**** Material shown ****

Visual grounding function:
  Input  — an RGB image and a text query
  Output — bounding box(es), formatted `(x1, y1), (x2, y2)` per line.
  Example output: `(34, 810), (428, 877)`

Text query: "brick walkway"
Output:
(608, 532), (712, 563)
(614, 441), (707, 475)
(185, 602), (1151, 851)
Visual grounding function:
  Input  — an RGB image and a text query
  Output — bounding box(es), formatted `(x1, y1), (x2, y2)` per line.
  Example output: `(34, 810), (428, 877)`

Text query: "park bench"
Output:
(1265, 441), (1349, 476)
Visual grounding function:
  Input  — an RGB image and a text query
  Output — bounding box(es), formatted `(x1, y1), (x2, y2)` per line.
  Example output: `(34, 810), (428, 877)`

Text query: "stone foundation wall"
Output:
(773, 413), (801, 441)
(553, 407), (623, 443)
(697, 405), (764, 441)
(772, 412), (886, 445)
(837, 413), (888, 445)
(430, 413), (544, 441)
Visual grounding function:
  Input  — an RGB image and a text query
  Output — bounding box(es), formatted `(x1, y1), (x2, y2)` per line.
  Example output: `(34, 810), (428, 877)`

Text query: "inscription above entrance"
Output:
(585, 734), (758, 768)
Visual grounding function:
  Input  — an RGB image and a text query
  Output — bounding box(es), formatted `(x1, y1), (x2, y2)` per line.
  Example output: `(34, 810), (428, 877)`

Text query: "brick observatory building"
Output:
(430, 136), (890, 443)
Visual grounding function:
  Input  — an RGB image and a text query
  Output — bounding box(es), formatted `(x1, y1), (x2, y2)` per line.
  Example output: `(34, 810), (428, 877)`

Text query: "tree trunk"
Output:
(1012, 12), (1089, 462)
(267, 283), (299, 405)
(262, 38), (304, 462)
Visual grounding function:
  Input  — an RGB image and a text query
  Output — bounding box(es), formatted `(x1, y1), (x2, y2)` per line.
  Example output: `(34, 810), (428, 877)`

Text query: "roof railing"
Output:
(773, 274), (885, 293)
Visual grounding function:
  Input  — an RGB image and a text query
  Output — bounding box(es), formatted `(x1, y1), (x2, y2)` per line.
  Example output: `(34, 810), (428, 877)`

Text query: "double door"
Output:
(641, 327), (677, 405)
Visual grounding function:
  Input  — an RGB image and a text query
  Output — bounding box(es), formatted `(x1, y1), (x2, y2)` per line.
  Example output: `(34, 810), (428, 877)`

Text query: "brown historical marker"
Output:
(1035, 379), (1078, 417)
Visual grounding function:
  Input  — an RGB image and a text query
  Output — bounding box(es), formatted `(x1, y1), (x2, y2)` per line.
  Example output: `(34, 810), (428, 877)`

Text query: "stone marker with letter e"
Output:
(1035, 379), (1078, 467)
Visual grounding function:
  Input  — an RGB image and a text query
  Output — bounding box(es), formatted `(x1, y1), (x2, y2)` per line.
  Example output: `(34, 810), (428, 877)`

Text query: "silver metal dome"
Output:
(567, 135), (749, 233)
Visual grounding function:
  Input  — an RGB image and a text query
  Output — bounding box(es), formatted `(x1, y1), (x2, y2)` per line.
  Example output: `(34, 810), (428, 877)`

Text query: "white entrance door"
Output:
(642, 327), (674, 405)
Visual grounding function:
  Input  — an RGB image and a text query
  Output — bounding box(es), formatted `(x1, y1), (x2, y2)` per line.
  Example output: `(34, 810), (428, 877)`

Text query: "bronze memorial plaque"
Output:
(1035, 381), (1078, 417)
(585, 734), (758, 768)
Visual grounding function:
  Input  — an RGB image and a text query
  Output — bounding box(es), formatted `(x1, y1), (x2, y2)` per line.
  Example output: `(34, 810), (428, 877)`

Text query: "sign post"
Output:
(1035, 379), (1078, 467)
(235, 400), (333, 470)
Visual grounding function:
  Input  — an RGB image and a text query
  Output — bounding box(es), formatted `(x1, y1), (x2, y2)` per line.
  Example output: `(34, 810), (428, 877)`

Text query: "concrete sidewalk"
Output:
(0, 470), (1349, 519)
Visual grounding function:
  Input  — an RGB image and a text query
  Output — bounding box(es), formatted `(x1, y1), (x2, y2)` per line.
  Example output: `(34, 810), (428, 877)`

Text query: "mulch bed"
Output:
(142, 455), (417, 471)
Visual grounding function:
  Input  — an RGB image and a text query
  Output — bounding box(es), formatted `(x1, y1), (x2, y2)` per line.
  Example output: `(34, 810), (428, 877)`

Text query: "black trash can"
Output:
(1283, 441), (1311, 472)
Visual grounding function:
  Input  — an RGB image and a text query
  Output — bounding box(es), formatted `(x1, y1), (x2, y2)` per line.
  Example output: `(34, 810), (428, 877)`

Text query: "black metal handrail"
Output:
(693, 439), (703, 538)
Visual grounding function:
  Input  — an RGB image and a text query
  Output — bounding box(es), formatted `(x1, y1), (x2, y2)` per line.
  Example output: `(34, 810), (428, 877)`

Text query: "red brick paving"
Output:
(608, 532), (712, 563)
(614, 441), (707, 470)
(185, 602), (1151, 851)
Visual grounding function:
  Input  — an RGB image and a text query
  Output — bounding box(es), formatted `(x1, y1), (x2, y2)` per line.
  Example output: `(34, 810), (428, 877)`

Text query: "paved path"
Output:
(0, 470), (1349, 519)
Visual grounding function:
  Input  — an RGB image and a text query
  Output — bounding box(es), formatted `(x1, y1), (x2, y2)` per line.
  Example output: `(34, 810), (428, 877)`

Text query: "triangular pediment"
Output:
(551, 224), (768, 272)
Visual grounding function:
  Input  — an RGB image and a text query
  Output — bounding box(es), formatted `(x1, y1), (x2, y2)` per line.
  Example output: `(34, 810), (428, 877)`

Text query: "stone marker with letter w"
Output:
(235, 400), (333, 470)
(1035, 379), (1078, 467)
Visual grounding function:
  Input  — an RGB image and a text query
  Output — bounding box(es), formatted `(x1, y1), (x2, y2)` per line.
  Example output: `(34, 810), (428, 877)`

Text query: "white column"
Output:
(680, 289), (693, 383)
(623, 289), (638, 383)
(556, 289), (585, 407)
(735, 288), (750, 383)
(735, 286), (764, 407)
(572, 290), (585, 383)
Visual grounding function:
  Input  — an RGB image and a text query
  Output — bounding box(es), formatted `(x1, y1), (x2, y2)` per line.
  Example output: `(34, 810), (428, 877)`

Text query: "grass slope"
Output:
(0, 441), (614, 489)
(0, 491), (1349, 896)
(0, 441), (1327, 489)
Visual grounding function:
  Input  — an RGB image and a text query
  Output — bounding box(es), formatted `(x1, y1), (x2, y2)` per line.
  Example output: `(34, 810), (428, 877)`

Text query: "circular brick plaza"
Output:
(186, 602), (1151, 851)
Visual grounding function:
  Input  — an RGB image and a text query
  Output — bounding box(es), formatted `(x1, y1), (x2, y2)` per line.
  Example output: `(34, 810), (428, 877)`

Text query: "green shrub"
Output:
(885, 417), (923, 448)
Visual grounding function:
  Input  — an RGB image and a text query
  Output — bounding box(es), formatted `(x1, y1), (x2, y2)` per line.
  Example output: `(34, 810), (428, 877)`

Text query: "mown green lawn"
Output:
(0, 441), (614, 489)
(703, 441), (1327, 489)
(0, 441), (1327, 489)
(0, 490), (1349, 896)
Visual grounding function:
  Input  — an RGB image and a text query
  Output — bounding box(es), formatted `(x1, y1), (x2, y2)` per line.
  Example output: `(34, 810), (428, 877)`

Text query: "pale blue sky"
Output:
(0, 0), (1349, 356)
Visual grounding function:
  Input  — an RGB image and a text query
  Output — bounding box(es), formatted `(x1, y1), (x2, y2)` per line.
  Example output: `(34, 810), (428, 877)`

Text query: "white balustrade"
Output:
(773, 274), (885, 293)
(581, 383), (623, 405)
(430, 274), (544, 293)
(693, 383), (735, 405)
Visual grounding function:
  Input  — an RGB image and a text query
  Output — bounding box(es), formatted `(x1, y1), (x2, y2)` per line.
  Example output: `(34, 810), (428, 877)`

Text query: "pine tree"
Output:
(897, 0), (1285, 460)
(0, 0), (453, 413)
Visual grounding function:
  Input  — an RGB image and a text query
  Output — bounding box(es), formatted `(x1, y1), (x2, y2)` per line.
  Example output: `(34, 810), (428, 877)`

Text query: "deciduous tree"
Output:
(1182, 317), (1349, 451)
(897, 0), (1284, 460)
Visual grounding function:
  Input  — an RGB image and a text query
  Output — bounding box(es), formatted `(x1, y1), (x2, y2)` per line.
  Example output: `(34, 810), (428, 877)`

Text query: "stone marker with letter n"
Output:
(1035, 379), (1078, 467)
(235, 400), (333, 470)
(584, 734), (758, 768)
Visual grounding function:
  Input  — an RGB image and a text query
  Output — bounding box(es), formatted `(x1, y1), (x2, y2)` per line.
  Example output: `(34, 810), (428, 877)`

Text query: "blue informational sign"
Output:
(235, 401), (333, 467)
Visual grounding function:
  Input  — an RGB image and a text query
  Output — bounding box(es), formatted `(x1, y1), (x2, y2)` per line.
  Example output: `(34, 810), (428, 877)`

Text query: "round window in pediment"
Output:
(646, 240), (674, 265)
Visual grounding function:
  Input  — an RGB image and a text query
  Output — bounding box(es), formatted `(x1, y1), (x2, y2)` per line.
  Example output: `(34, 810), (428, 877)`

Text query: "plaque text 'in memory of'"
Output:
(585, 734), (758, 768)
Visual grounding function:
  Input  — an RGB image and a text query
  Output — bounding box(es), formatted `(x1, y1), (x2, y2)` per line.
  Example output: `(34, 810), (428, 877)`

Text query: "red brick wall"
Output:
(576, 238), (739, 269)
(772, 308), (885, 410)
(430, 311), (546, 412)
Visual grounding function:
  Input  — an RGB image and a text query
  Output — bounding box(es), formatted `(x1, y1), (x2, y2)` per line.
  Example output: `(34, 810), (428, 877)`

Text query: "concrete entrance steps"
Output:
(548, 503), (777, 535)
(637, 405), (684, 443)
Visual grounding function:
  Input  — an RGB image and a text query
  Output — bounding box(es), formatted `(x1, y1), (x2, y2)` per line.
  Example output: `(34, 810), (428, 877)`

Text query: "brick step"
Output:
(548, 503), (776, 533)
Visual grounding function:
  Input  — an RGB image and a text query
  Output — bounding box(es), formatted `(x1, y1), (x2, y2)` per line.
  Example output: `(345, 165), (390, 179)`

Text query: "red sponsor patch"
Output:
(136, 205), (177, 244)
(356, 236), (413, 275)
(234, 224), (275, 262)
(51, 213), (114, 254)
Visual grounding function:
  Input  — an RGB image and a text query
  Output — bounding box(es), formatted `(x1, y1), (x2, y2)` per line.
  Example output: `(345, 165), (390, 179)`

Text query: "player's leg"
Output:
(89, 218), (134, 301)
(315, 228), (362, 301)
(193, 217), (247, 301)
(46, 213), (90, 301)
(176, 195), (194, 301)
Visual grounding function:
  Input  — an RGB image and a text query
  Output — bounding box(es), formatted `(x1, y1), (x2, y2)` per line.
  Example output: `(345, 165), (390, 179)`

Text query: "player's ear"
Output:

****

Count the lines in the rows above that contain the string "metal". Reply with the number alone.

2